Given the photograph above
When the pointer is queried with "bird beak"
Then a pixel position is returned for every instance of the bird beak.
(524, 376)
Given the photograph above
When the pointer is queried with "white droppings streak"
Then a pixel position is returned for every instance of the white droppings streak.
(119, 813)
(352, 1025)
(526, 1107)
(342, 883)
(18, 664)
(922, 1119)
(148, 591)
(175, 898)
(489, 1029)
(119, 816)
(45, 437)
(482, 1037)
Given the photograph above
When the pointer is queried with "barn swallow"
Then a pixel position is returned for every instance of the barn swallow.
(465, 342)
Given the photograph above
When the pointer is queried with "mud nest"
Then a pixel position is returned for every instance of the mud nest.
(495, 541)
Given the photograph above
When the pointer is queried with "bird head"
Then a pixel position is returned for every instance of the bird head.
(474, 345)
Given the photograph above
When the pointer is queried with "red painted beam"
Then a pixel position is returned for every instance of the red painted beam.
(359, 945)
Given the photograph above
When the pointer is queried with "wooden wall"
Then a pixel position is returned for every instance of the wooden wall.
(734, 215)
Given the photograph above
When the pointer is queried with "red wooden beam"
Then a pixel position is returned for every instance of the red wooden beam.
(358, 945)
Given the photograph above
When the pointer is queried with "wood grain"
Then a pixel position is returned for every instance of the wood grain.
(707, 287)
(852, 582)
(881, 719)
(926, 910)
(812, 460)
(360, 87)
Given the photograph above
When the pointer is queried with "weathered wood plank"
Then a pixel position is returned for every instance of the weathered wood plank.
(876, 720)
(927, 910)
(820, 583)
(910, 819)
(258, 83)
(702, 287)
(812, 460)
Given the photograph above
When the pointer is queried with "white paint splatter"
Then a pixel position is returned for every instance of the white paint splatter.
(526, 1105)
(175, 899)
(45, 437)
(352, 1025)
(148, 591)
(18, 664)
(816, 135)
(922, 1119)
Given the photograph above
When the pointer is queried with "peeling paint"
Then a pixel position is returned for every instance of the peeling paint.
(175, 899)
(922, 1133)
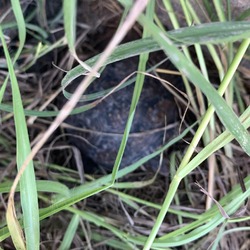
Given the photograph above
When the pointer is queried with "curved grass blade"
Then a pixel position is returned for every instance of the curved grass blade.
(29, 200)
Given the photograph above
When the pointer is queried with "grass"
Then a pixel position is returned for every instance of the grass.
(120, 210)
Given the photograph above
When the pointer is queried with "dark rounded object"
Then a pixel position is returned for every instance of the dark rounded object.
(106, 122)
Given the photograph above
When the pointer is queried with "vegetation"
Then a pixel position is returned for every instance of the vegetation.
(44, 201)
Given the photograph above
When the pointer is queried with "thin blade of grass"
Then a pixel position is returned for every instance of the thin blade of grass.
(21, 26)
(70, 232)
(29, 200)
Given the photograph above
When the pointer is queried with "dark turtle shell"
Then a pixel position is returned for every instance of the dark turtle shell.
(106, 122)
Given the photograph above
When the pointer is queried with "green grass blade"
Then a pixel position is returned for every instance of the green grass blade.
(21, 26)
(225, 113)
(70, 232)
(136, 95)
(29, 200)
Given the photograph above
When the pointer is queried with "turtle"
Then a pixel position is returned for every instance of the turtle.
(102, 127)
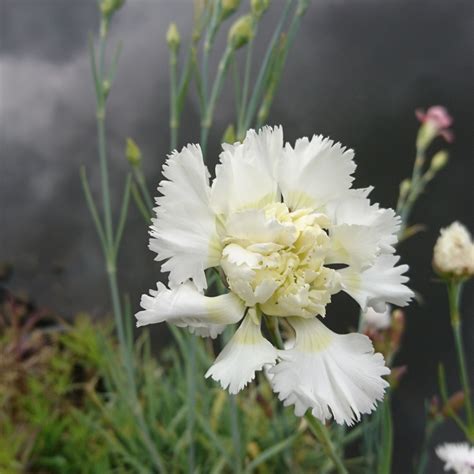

++++++++

> To be done
State how many of the lines above contain the word "nest". Give only the number.

> Correct response
2